### DATA SHOWN
+ + +

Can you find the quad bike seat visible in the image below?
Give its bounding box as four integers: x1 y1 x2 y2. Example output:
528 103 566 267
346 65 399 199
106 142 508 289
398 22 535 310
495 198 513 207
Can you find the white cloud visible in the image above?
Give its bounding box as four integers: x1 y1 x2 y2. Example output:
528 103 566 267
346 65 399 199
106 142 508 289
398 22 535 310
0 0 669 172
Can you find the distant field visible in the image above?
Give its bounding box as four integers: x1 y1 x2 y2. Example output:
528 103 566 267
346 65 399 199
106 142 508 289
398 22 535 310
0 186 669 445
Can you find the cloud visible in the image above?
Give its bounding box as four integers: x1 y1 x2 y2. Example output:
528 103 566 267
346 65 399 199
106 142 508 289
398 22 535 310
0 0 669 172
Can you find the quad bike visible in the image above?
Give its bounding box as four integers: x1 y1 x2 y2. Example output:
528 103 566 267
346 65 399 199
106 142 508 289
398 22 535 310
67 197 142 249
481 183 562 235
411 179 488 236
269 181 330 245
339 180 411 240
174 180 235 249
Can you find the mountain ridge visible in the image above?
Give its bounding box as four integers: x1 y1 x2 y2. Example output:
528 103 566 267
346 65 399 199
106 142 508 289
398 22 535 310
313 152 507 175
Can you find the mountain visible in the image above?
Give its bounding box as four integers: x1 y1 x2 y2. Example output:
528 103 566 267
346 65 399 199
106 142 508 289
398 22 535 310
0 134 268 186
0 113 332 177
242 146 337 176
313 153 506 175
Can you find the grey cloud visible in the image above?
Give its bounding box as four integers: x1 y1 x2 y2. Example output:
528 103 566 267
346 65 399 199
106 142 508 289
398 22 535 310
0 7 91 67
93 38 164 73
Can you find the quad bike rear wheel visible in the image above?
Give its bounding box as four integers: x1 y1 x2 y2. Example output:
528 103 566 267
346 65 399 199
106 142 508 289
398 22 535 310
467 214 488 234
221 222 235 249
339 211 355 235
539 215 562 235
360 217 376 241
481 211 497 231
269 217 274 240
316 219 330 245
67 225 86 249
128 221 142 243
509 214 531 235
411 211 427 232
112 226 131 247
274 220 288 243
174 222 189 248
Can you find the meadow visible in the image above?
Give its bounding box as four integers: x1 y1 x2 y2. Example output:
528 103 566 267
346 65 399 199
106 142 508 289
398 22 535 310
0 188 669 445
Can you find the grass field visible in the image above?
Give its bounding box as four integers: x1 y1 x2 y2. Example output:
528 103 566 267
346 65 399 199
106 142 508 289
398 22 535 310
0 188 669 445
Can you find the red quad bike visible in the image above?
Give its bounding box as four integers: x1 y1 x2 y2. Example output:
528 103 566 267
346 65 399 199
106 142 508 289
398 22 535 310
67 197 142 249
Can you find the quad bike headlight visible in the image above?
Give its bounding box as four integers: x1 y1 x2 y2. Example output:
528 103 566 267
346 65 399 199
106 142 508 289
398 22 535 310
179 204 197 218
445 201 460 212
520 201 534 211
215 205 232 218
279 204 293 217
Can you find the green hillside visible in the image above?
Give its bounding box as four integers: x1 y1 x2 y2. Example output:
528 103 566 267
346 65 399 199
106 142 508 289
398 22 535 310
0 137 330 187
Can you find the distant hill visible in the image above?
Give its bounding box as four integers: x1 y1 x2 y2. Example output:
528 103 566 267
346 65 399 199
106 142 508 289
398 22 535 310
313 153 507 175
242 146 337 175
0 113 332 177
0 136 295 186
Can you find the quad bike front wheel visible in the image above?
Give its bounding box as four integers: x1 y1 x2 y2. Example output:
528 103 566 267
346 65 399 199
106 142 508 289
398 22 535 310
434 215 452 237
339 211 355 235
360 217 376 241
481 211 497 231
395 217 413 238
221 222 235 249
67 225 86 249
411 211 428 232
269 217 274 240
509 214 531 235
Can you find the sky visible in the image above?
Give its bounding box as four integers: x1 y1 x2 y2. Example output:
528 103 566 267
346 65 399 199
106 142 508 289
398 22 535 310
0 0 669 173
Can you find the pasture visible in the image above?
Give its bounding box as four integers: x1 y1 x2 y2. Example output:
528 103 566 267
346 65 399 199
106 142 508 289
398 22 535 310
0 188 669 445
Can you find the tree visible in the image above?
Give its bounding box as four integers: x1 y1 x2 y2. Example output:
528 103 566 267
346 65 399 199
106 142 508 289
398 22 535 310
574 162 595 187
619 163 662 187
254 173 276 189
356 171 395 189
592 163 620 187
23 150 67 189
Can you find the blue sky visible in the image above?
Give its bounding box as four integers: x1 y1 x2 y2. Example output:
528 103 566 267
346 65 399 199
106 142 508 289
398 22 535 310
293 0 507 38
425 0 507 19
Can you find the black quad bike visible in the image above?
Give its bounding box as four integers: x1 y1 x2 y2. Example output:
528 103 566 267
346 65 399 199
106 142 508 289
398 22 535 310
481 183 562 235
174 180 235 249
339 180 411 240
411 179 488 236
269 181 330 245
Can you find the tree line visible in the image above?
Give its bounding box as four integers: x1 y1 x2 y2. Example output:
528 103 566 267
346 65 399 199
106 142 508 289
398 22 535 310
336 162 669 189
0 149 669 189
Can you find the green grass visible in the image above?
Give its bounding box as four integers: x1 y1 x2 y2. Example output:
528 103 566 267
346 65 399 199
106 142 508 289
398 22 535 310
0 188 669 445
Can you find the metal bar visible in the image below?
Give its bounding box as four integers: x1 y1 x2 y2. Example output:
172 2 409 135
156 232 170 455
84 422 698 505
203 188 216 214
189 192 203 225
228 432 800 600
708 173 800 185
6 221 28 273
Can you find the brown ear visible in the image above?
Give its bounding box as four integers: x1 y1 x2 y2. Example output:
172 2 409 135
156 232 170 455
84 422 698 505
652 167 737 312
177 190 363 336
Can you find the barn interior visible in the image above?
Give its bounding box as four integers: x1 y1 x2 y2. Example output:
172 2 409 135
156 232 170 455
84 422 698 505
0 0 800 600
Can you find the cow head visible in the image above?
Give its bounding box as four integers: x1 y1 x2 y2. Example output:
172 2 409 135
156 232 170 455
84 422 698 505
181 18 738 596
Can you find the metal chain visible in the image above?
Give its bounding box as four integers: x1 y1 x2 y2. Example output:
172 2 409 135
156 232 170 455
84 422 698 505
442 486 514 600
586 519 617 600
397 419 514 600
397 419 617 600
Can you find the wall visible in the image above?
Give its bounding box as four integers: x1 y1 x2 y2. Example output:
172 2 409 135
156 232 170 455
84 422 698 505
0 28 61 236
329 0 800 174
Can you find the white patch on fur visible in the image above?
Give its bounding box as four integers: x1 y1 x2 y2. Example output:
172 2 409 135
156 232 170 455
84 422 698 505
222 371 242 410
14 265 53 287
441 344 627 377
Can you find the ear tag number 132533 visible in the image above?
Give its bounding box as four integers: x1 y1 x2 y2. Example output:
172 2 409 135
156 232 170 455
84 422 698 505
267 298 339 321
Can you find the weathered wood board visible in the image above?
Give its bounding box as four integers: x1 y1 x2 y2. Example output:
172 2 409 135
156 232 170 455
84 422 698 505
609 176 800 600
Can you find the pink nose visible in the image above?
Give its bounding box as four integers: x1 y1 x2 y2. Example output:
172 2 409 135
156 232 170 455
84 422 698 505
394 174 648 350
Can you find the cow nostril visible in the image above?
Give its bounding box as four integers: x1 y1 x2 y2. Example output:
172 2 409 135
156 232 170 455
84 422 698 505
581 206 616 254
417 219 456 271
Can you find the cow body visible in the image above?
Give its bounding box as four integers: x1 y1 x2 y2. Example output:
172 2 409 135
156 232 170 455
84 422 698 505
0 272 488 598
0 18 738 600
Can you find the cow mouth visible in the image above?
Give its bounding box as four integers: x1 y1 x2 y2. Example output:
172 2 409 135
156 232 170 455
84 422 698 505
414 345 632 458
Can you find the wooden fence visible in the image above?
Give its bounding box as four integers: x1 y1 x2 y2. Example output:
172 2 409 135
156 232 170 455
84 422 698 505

+ + +

### GIVEN REQUEST
Reproduce the data verbatim, beginning with its first line and ending after the line that contains "495 198 513 207".

### FINAL RESULT
Can you find the quad bike seat visible in the image below?
Give its bounding box as four integers: x1 y1 x2 y2. Example output:
528 103 566 267
346 65 399 199
106 142 508 289
398 22 535 310
495 198 513 207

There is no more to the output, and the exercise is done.